→ **Passage given**

# # # #

Personal information
- Nationality: American
- Born: December 8, 1966 (age 59) Jeffersonville, Indiana, United States

Sport
- Sport: Archery

Medal record
Representing United States
Paralympic Games
Archery
| Gold medal – first place | 2016 Rio de Janeiro | Men's individual compound open |
Parapan American Games
| Gold medal – first place | 2015 Toronto | Men's compound |

= Andre Shelby =

American Paralympic archer

Andre C. Shelby (born December 8, 1966) is a U.S. Paralympic archer and Paralympic and Parapan champion.

Shelby was born in Jeffersonville, Indiana in 1966 to Lee and Etta Shelby. He graduated from Jeffersonville High School in 1985. At Jeffersonville, Shelby played football and basketball.

Shelby served in the United States Navy for 18 years until an April 2004 motorcycle accident made him reliant on a wheelchair and forced him to retire. Shelby had worked as a boatswain's mate and helped transport troops during the Gulf War.

Shelby discovered archery in 2008. He qualified for the 2016 Summer Paralympics by winning gold at the 2015 Parapan American Games. In the 2016 Summer Paralympics, his debut Paralympics, Shelby won his first Paralympic medal which was gold. He became the first African-American archer to compete in the Paralympics.

# # # #

→ **The problem**
Which sports does the profile of Andre Shelby say he played or competed in?

Object point labels
# # # #

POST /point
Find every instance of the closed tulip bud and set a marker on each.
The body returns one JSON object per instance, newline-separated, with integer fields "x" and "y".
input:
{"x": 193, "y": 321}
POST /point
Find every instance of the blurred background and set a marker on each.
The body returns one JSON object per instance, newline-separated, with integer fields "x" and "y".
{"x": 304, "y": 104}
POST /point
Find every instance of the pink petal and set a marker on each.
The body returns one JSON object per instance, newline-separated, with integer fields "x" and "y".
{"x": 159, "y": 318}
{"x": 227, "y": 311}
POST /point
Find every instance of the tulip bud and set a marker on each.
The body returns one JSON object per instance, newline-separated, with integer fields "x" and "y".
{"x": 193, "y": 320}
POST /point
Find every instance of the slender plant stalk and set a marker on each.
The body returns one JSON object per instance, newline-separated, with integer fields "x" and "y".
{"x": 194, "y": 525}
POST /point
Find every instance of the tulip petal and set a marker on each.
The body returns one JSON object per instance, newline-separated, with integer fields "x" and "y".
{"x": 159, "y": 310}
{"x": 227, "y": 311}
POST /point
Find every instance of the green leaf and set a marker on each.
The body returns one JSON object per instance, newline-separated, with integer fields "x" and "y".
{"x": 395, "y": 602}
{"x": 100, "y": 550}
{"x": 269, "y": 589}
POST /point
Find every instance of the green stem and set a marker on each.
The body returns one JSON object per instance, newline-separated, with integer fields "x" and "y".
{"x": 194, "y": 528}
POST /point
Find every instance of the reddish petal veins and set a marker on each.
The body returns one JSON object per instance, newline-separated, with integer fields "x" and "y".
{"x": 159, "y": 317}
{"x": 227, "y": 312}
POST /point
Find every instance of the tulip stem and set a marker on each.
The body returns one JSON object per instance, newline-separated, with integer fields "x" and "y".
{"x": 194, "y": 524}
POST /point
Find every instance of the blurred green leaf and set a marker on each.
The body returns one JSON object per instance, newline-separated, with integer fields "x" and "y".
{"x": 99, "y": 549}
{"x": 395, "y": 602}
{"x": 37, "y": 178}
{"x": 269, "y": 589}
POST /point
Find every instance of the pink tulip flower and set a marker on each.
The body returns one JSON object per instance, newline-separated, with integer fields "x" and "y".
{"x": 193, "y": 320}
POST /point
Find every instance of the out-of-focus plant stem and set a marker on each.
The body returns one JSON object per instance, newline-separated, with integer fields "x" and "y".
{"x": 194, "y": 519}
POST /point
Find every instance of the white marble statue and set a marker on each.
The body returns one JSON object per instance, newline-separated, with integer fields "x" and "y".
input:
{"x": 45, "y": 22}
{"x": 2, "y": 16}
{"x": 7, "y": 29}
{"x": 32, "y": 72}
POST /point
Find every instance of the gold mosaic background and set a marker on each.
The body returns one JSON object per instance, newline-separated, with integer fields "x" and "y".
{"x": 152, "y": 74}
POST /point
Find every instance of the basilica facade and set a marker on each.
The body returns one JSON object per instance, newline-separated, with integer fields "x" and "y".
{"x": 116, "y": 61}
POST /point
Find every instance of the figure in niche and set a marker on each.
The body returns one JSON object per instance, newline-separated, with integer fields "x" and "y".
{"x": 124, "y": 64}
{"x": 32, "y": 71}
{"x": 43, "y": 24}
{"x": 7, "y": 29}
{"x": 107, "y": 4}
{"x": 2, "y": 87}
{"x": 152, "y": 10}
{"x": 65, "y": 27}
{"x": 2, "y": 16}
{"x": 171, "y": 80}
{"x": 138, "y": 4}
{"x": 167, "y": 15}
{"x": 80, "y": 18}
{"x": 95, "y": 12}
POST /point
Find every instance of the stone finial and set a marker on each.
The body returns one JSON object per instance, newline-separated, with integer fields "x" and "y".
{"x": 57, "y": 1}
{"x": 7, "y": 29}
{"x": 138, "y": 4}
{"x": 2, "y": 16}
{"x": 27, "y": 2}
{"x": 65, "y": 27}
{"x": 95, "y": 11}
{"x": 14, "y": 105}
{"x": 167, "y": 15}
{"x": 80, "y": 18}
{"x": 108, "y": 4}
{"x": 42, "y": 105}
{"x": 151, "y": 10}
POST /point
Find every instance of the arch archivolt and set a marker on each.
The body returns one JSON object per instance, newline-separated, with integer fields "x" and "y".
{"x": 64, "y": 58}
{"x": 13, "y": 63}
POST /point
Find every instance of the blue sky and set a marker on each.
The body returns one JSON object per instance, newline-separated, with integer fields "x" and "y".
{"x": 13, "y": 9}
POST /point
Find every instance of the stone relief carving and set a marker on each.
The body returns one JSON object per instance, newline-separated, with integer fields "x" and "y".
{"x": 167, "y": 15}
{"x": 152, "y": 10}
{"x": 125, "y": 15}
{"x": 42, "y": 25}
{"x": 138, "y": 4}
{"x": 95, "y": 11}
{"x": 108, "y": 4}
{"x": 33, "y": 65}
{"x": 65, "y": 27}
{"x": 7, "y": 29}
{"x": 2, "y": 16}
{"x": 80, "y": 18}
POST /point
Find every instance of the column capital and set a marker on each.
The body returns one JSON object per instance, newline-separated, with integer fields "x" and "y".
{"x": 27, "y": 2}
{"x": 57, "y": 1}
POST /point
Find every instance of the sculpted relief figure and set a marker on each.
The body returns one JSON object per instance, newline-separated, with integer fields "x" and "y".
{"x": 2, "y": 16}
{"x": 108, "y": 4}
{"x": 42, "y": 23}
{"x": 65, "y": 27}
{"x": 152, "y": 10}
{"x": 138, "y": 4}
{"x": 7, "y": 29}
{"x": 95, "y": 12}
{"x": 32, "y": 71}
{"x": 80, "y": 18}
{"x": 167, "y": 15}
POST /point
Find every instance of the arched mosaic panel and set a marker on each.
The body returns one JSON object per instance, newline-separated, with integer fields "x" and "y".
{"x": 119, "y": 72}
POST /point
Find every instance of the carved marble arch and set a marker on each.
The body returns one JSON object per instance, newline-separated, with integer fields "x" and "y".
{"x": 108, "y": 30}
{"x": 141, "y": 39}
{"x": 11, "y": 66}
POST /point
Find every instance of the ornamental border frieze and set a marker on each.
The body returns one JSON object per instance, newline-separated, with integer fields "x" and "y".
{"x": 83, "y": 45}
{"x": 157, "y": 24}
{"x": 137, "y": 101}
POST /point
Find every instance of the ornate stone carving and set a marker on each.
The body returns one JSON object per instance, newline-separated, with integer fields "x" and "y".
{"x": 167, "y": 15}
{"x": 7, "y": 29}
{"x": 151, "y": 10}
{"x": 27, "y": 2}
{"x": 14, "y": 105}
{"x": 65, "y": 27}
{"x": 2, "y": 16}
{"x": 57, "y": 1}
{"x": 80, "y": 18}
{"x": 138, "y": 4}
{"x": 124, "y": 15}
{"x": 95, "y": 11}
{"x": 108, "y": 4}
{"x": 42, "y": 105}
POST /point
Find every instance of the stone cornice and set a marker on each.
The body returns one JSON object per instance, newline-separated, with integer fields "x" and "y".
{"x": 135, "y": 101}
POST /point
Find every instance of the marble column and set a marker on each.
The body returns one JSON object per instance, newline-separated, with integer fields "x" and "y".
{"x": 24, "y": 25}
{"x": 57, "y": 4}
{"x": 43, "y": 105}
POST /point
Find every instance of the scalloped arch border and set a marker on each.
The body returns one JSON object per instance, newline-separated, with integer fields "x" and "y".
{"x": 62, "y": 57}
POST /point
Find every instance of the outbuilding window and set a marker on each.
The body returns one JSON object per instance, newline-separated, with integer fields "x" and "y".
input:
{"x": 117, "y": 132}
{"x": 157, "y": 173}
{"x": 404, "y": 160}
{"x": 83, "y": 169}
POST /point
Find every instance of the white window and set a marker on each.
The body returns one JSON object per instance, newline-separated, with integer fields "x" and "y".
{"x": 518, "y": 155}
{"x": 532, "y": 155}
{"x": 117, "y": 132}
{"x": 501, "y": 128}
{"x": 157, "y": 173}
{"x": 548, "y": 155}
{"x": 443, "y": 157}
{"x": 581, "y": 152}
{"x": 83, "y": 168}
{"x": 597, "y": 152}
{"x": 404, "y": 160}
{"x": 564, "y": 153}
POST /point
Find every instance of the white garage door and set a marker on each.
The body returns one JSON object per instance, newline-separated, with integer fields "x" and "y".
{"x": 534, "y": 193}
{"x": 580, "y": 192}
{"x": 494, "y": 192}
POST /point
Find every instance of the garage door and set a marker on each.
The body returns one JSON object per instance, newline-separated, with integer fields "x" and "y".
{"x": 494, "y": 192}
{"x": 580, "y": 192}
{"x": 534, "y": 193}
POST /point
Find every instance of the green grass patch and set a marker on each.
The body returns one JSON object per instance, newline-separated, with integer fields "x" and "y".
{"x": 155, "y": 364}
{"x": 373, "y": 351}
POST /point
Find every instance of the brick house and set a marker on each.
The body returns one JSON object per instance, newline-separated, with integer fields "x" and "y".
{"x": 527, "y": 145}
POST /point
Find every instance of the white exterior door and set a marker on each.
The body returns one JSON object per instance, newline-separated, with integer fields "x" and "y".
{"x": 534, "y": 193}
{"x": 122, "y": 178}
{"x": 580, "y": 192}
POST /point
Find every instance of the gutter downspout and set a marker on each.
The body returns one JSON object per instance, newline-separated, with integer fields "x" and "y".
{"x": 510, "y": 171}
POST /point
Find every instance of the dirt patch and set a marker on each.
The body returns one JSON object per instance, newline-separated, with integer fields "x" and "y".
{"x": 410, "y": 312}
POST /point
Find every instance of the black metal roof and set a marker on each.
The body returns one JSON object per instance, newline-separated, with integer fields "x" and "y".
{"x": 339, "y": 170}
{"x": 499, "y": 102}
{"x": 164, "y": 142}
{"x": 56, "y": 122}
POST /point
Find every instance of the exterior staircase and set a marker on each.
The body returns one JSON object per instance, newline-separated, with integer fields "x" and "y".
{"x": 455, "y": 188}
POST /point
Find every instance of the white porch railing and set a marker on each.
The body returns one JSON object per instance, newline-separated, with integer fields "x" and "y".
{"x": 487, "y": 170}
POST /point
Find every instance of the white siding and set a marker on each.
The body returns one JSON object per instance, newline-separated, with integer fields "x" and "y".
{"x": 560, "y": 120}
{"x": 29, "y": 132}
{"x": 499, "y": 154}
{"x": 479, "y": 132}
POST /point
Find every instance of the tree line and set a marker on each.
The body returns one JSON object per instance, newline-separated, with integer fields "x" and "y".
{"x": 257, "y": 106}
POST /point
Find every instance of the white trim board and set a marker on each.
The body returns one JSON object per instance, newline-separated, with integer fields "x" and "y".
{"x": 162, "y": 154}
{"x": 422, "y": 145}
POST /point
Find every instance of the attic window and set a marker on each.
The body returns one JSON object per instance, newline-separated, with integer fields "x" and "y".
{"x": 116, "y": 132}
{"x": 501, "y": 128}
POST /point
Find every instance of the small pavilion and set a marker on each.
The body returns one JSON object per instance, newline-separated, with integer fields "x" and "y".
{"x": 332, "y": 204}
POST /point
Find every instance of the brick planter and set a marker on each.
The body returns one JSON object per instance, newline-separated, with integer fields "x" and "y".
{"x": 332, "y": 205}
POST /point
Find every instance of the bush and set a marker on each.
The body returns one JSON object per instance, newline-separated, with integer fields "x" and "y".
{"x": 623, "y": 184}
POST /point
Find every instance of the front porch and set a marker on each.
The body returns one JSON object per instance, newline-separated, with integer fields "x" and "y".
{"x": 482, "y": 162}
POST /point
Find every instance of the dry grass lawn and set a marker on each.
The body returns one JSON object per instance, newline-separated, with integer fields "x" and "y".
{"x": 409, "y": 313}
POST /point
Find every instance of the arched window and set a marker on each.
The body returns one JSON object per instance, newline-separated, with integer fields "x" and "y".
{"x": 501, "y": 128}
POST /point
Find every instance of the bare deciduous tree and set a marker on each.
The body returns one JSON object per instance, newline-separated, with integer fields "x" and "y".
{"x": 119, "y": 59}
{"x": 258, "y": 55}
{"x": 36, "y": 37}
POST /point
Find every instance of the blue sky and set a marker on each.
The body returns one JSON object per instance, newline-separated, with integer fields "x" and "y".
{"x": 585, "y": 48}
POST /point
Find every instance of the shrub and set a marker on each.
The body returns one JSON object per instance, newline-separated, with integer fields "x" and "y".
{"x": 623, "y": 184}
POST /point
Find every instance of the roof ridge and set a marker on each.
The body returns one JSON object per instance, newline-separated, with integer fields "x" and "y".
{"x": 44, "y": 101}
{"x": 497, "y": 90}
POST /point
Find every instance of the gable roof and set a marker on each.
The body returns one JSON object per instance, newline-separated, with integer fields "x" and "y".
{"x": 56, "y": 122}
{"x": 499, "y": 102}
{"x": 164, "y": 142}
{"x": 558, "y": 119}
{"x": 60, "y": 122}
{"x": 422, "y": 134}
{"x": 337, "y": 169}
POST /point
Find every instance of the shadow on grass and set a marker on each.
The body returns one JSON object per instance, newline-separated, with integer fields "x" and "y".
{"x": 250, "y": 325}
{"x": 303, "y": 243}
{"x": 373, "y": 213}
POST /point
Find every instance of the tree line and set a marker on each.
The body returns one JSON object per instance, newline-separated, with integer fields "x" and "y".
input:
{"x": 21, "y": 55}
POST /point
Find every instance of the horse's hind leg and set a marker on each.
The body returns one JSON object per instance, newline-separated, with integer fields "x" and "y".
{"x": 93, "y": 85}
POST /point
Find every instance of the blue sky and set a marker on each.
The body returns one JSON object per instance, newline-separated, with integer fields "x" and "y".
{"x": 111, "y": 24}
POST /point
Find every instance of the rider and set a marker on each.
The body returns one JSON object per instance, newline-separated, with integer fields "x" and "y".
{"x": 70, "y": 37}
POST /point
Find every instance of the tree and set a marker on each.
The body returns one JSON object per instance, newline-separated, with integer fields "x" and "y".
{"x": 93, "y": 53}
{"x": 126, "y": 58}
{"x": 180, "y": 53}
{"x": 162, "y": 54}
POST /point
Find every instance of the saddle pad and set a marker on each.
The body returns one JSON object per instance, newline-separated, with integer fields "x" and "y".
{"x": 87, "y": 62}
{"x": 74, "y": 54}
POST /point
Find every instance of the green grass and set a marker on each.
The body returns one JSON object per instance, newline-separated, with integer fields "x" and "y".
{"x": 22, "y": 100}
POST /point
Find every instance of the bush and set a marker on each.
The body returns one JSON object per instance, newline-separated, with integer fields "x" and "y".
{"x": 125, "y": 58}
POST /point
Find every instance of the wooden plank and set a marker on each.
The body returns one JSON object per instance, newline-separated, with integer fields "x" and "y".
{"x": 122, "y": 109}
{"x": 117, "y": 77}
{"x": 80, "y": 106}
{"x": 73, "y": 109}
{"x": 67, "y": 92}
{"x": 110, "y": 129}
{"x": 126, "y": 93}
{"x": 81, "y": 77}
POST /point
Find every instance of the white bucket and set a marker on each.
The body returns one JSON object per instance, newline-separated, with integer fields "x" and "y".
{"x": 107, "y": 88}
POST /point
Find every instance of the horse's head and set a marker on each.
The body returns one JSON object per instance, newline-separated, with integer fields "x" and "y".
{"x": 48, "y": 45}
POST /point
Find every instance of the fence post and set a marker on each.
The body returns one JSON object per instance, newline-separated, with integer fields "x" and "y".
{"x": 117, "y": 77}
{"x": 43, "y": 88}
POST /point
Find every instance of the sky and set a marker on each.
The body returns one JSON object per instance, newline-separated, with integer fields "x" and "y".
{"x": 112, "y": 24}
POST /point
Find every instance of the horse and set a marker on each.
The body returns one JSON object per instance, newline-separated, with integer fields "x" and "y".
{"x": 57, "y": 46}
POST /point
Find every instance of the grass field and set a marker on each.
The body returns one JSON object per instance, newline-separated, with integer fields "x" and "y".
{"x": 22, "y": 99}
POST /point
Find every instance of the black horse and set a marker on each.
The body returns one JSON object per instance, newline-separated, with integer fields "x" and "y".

# # # #

→ **Completed exercise**
Football, basketball, and archery.